§ Listed records:
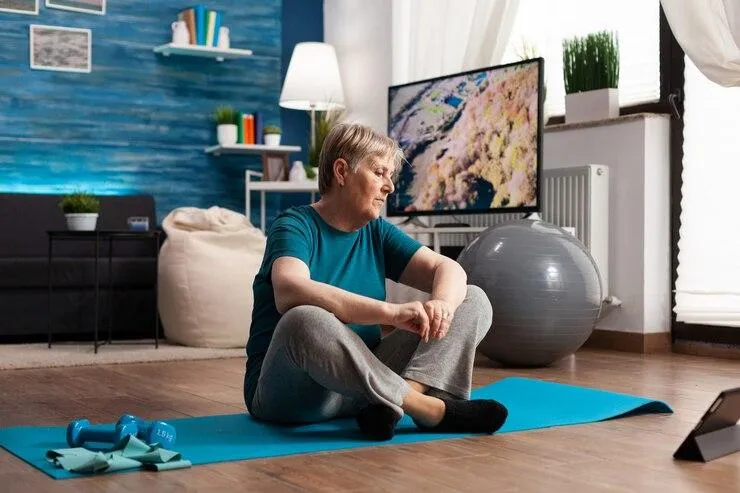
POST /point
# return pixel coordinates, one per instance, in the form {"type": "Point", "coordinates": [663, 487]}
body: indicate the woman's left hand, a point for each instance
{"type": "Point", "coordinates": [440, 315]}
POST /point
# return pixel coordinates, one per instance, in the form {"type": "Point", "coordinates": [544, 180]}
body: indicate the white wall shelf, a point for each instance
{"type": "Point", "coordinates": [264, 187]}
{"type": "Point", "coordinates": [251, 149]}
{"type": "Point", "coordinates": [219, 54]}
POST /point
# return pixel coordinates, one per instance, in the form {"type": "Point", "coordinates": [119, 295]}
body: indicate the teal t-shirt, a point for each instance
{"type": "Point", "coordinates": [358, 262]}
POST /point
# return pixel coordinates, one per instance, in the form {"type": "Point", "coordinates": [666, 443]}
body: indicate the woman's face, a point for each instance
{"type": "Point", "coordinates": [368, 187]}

§ Exercise details:
Reproduce all the records with each occurrence of "indicate" swapped for "locate" and every other character left unchanged. Omit the pictures.

§ Answer below:
POST /point
# return pixel coordinates, one per instance, in the form {"type": "Point", "coordinates": [663, 487]}
body: locate the woman's left hand, a point for each instance
{"type": "Point", "coordinates": [440, 315]}
POST /point
# return pixel coordinates, one per instance, in the form {"type": "Point", "coordinates": [544, 180]}
body: locate the white wall shelf, a point for each instance
{"type": "Point", "coordinates": [264, 187]}
{"type": "Point", "coordinates": [251, 149]}
{"type": "Point", "coordinates": [219, 54]}
POST /point
# return pixel coordinates, one per instance, in the form {"type": "Point", "coordinates": [119, 295]}
body: locate the teal t-shirt, a point for each instance
{"type": "Point", "coordinates": [358, 262]}
POST /point
# return pixel coordinates, one per instance, in the form {"type": "Point", "coordinates": [666, 443]}
body: locate the woman's face, a point for each instance
{"type": "Point", "coordinates": [368, 187]}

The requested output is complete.